Continue the article on careers that keep contact with customers to a minimum, starting right after its final sentence about zoologist degrees.

▶ **DOCUMENT EXTRACT**:
________________________

Maybe you don’t mind working with people’s information, as long as you don’t have to work with them directly. If this is the case, you might enjoy being a tax preparer, accountant, or bookkeeper. In any of these positions, dealing with money and numbers is key. However, you don’t often have to deal with people directly.

These positions are usually considered to be ‘behind-the-scenes’ roles that can make a big impact on people’s finances. In many cases, you can start out in these positions with just a high school diploma or minimal training. However, promotions and salary increases may require additional schooling. If you’re good with numbers and organizational skills, you can help people out with their finances without having to be in direct contact with them.

13] Zoologist

You may have never thought of being a zoologist before. However, many people who don’t want to deal with customers on a daily basis may prefer dealing with animals. If you have a love for animals and their best interests, take this career into consideration.

As a zoologist, you might work in a lab, in an office, or directly with animals in their natural habitats. Many zoologists also do their work at popular zoos. As you can see, there are many different paths and options you can choose from within this career.

Becoming a zoologist requires a Bachelor’s degree for most entry-level positions. You can choose to further your area of expertise with additional schooling and training. Advancing your career may require a Master’s degree, or even a Ph.D., depending on your interests.

________________________

▶ **GIVEN INFORMATION**:
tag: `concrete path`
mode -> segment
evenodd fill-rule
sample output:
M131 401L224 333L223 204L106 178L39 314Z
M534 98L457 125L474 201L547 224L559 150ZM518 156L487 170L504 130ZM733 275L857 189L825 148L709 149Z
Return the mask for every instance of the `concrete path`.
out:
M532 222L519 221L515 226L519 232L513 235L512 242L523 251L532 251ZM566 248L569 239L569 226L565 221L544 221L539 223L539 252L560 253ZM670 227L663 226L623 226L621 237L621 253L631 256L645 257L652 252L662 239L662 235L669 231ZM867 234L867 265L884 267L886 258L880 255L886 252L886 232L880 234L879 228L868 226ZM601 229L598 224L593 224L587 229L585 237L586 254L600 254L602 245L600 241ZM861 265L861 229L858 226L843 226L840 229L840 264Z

________________________

▶ **TASK RESPONSE**:
Zoologists make an average of $60,000 each year. When you consider how little interaction with people is necessary, it’s a great trade-off for so much schooling. If you’ve never considered zoology before, but love animals, don’t let this job slip off your radar! It can be extremely fulfilling.

Careers that are ideal for poor communicators

Are Non Customer Facing Jobs Easy to Find?

One of the best parts of today’s working world is that technology has created many opportunities for all types of people. Obviously, there are digital age jobs that require you to interact with people regularly. However, thanks to technological advancements, many jobs can be done from home, or with little social interaction whatsoever.

A perfect example of this digital shift in work environments is freelancing. Freelancing has become easier than ever thanks to technology. One example listed in this article is a graphic designer.

However, some other common freelance jobs that require little to no customer interaction include:

  • Writing
  • Editing
  • Proofreading
  • Data entry
  • Web design

If you have a particular interest or talent in a career field, check out various freelance opportunities that may be available. Most freelance or work-from-home jobs require minimal communication. Any communication that does need to happen can usually be done via e-mail or over the phone. There is rarely any face-to-face interaction involved.

Becoming a freelancer or working from home does take quite a bit of effort, especially at first. It may require you to put yourself out there and market your services to people. However, once you develop a solid client base, you don’t have to worry about a ton of regular interaction.

Jobs That Don’t Require Teamwork

As you can see, there are a variety of different jobs that don’t require you to communicate with people regularly. Many of these non-customer service jobs don’t require a degree. Those that do typically have a hefty salary to go along with all that schooling.

Not dealing with customers on a regular basis doesn’t mean you can’t have a successful, fulfilling career on your own. In fact, jobs for introverts and bad communicators are becoming more popular than ever. Not only that, but they are becoming easier to take part in whether you start a career on your own, or work for a company.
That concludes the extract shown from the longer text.